REQUIREMENTS
- a) In the passage on cycles, why is a solution with N=100 judged very likely impossible? Answer in one to three sentences.
- b) Could you pick up the passage on cycles after its final sentence and continue it?

SELECTED PASSAGE
— Begin —

For the set of possible solutions $a$ we know only that it is again unlimited, because even for $N=1$ and $1= T(a;A)$ we get infinitely many solutions: $A \in \{2,4,6,8,...\}$ and $a \in \{1,5,21,85,...{4^k-1\over3} \}$.

For the question of existence of cycles, however, this is a very powerful tool!

When we ask, whether $a = T(a;A_1,A_2,...,A_N)$ with $N=100$ has a solution in odd $a>1 \in \mathbb N^+$ then we find first, that $S=159$ because $2^S \gt 3^N \gt 2^{S-1}$ is (implicitely) required. With this we can ask, whether there can a solution exist with $$ 2^S = (3 + {1 \over a_1})(3 + {1 \over a_2})...(3 + {1 \over a_N}) $$ We can estimate a mean $a_m$ by $$ 2^{S/N} = (3 + {1 \over a_m}) \\ a_m = {1 \over2^{S/N} -3 } \approx 95.3 $$ Because it is a (rough) mean value many $a_k$ must be smaller and the other $a_k$ must be larger than that $a_m$. But because the $a_k$ can only be congruent $\pm 1 \pmod 6$ only $95.3/3 \approx 32$ such numbers are below $a_m$, which is less than the half of the available 100 $a_k$. So very likely we can not have a solution and thus not a cycle.

— End —

Pointing records
— Begin —

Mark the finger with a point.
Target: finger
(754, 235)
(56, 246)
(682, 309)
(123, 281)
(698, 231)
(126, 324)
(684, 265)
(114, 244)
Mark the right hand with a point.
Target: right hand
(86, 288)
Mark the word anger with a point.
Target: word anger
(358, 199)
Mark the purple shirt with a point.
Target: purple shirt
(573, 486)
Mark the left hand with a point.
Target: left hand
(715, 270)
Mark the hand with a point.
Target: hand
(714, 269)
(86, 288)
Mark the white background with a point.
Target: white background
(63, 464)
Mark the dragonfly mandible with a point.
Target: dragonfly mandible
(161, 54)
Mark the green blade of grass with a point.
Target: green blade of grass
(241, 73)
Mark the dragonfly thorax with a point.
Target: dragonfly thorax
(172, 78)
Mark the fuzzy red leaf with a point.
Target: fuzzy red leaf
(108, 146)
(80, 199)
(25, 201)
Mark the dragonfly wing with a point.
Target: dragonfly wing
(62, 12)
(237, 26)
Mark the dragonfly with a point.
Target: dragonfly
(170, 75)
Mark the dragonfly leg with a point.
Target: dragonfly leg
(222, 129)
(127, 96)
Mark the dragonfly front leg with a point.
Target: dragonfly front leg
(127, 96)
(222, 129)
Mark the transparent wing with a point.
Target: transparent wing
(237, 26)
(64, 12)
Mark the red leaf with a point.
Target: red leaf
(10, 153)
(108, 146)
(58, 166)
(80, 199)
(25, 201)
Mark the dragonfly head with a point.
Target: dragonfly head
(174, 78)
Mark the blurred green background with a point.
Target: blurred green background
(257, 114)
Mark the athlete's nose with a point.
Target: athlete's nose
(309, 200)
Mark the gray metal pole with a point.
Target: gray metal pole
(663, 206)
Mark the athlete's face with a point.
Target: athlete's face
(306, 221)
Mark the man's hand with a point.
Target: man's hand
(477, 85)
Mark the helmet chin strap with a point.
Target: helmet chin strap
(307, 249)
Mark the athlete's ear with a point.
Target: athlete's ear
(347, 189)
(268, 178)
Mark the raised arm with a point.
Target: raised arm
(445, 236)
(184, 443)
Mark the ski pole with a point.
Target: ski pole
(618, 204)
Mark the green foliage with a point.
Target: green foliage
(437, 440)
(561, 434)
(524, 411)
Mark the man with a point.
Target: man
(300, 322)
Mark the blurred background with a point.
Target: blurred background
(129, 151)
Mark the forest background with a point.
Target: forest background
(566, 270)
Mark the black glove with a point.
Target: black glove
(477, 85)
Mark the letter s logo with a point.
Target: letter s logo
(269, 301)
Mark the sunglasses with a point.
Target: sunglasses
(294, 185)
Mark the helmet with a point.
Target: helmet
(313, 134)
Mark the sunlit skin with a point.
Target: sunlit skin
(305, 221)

— End —

SOLVED TASKS
- a) The rough mean value a_m is about 95.3, so many a_k would have to lie below it. But each a_k must be congruent to ±1 mod 6, so only about 95.3/3 ≈ 32 such numbers fall below a_m, fewer than half of the 100 a_k. A solution, and therefore a cycle, is very likely impossible.

- b)
We can make it even sharper and find, that the minimal element $a_1 < 13 $ is required, - and by trying only that handful of candidates $a_k <13 \in {5,7,11} $ we find that all fall down to $1$ and are thus not members of a cycle.

Conclusion: By this we have proven, that a cycle of length $N=100$ odd steps cannot exist - and for such proofs that general schema of notations and formulae is very powerful.